The problem
In your answer, print every record exactly as it is written.

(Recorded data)
_ _ _ _ _ _ _

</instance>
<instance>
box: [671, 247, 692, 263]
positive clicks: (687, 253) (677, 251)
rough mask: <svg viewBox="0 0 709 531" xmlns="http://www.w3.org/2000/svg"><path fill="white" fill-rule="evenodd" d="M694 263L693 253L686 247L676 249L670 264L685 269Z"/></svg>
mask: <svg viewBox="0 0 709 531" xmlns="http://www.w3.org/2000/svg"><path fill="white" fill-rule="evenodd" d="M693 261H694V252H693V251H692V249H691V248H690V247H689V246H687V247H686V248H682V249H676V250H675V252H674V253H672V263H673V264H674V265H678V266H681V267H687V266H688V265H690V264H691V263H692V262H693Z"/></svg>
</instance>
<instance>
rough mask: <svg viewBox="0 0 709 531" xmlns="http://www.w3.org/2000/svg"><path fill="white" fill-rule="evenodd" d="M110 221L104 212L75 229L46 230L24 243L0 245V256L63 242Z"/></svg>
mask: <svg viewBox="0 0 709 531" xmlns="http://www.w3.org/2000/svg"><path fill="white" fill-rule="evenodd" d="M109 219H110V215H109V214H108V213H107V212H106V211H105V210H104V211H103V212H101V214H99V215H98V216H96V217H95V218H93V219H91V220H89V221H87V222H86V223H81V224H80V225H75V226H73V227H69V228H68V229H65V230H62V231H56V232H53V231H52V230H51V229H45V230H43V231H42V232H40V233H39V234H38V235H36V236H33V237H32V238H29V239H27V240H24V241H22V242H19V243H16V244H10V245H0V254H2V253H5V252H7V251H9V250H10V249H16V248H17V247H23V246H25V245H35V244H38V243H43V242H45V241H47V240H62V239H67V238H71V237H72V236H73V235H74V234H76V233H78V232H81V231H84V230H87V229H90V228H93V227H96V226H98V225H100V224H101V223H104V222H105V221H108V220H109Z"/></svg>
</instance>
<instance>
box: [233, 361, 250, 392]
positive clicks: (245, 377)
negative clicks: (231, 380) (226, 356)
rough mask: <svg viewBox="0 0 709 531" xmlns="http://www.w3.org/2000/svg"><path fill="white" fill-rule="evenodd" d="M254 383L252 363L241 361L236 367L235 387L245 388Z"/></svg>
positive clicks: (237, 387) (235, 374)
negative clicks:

_ _ _ _ _ _ _

Answer area
</instance>
<instance>
box: [671, 247, 692, 263]
positive clicks: (687, 253) (677, 251)
rough mask: <svg viewBox="0 0 709 531" xmlns="http://www.w3.org/2000/svg"><path fill="white" fill-rule="evenodd" d="M694 263L693 253L686 247L676 249L670 264L685 269Z"/></svg>
mask: <svg viewBox="0 0 709 531" xmlns="http://www.w3.org/2000/svg"><path fill="white" fill-rule="evenodd" d="M693 261H694V252H693V251H692V249H691V248H690V247H689V246H687V247H686V248H682V249H676V250H675V252H674V253H672V263H673V264H674V265H678V266H681V267H687V266H688V265H690V264H691V263H692V262H693Z"/></svg>
</instance>
<instance>
rough mask: <svg viewBox="0 0 709 531" xmlns="http://www.w3.org/2000/svg"><path fill="white" fill-rule="evenodd" d="M110 221L104 212L75 229L46 230L24 243L0 245V256L63 242Z"/></svg>
mask: <svg viewBox="0 0 709 531" xmlns="http://www.w3.org/2000/svg"><path fill="white" fill-rule="evenodd" d="M109 219H110V215H109V214H108V213H107V212H106V211H105V210H104V211H103V212H101V214H99V215H98V216H96V217H95V218H93V219H91V220H89V221H87V222H86V223H81V224H80V225H75V226H73V227H69V228H68V229H65V230H62V231H56V232H53V231H52V230H51V229H45V230H43V231H42V232H40V233H39V234H38V235H36V236H33V237H32V238H29V239H27V240H24V241H22V242H19V243H16V244H10V245H0V254H2V253H5V252H7V251H9V250H10V249H16V248H17V247H23V246H25V245H35V244H38V243H43V242H45V241H47V240H62V239H67V238H71V237H72V236H73V235H74V234H76V233H78V232H81V231H84V230H87V229H90V228H93V227H96V226H98V225H100V224H101V223H104V222H105V221H108V220H109Z"/></svg>
</instance>
<instance>
box: [233, 361, 250, 392]
positive clicks: (245, 377)
negative clicks: (231, 380) (226, 356)
rough mask: <svg viewBox="0 0 709 531" xmlns="http://www.w3.org/2000/svg"><path fill="white" fill-rule="evenodd" d="M254 383L252 363L241 361L236 367L235 387L245 388Z"/></svg>
positive clicks: (237, 387) (235, 374)
negative clicks:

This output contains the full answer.